Slumber and science in harmonious combination, equally suitable for bedtime reading or for sharing with wakeful groups.

A cozy combination of restful rhymes, natural history notes and close-up pictures of snoozing creatures.

Meyer’s verse gets ahead of itself in the first stanza—“The sun has set; the sky is dark. / Bright stars shine in the night. / It’s time to rest, to dream sweet dreams, / then wake with morning’s light”—and elsewhere favors sound over sense, but despite these small miscues, its gently rhythmic measures create a properly soporific tone for this look at animal downtimes. As the prose commentary accompanying each of the 14 rhymed entries makes clear, sleeping patterns vary widely, and scientists are often hard put to find them at all: Horses and giraffes tend to take only short naps; grizzly bears can fall into a long sleep that resembles hibernation; dolphins and mallards rest half their brains at a time; fish rest but may not truly sleep. Other animals presented include koalas, owls, flamingos, brown bats, giant anteaters, magnificent frigatebirds, black-tailed prairie dogs and walruses. Meyer nonetheless bids all the chosen creatures “Sweet dreams,” and Caple depicts them in accurate detail and quiet settings yawning (where appropriate) or posed fetchingly with younglings.

** Task data **

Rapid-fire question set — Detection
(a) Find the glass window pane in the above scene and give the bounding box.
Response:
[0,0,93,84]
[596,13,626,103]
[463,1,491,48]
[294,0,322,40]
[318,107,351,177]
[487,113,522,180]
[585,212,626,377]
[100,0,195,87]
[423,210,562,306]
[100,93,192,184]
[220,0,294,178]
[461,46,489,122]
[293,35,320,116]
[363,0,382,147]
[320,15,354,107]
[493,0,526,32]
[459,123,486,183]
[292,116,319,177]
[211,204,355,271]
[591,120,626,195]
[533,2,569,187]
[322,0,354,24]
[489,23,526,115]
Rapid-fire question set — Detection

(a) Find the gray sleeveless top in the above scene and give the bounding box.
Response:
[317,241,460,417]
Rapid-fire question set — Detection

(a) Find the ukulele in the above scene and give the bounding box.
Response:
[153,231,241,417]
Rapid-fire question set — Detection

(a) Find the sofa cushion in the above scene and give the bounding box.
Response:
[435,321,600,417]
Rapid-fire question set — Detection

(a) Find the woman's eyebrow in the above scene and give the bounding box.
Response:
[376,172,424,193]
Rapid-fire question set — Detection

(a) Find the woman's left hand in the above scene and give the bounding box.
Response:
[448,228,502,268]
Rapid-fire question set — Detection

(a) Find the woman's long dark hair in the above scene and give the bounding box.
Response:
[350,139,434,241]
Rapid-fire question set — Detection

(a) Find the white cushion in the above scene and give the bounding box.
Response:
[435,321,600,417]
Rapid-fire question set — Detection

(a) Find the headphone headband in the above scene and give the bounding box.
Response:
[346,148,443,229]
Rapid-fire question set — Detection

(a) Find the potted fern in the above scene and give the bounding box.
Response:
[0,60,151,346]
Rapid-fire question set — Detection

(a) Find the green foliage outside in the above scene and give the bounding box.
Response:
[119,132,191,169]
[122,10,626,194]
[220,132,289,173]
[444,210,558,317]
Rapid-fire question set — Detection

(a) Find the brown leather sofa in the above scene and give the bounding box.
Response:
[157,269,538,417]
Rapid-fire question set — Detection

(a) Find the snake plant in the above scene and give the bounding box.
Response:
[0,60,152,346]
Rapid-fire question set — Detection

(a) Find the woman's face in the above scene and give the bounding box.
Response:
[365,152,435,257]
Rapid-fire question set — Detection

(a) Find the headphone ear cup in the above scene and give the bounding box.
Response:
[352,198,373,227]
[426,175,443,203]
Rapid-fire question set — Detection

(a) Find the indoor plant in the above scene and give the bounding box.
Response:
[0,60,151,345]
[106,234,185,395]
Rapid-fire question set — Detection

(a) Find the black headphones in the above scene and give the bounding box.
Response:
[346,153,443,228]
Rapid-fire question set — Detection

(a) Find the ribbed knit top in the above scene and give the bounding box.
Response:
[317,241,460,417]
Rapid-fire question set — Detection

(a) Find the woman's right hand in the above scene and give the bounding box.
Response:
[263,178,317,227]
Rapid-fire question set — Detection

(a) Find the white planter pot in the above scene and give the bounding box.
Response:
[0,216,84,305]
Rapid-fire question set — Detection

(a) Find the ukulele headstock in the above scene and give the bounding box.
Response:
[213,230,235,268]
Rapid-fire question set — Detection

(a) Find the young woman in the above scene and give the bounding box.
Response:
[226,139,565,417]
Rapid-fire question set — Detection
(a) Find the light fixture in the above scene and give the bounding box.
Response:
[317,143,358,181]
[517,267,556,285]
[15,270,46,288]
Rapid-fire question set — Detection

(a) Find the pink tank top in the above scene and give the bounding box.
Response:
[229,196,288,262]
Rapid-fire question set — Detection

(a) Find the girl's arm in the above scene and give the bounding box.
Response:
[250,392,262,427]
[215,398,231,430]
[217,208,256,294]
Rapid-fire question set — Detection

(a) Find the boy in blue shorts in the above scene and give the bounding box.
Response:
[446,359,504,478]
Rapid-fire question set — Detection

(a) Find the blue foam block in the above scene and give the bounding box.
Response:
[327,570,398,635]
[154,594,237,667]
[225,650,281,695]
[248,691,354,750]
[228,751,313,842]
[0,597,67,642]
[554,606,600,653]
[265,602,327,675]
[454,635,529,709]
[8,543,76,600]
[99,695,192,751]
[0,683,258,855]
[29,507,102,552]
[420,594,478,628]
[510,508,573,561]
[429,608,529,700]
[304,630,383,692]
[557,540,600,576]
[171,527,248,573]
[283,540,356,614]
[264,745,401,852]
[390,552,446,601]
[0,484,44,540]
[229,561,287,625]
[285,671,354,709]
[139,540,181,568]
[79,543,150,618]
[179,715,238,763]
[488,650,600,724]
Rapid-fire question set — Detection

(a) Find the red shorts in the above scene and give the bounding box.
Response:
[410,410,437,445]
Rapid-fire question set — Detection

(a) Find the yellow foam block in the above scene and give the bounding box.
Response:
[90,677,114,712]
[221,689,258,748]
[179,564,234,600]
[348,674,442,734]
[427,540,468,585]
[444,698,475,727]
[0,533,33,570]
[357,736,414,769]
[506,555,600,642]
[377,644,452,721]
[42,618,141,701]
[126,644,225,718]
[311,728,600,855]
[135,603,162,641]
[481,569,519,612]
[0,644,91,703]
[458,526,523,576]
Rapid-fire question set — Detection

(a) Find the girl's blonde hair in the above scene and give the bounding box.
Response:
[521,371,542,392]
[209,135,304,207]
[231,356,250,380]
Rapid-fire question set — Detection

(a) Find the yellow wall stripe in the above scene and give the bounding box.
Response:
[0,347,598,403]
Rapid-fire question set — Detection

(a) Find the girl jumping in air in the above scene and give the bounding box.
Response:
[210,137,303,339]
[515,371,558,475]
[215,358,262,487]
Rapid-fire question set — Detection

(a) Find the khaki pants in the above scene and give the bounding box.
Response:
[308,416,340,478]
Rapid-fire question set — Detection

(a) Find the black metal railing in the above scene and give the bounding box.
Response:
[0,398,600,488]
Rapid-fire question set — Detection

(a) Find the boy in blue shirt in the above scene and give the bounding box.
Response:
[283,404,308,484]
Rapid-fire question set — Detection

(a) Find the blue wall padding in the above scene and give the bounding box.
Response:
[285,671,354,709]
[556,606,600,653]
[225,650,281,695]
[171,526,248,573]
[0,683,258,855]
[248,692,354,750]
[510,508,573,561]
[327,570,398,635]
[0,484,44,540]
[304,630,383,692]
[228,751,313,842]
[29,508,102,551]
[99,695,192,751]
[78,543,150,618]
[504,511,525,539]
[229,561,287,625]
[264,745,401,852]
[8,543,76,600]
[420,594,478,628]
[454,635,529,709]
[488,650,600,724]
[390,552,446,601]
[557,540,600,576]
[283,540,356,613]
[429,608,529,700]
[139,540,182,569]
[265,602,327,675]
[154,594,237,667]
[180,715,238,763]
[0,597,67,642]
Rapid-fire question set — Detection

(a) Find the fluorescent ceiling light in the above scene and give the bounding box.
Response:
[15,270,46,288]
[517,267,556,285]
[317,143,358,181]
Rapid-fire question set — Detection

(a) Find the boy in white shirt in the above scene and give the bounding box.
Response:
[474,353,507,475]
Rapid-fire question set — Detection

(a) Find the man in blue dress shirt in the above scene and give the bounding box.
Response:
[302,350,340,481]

** Required tasks **
1 - According to the excerpt on animal sleep, which two animals rest half their brains at a time?
2 - Please return every row that contains the word "blue".
The excerpt on animal sleep and the rows come from unrelated sources.

** The replies **
1 - Dolphins and mallards.

2 -
(a) Find the boy in blue shorts in the above scene and give the bounding box.
(a) Find the blue foam block in the above scene and give the bounding box.
(a) Find the boy in blue shirt in the above scene and give the bounding box.
(a) Find the blue wall padding in the above scene and give the bounding box.
(a) Find the man in blue dress shirt in the above scene and give the bounding box.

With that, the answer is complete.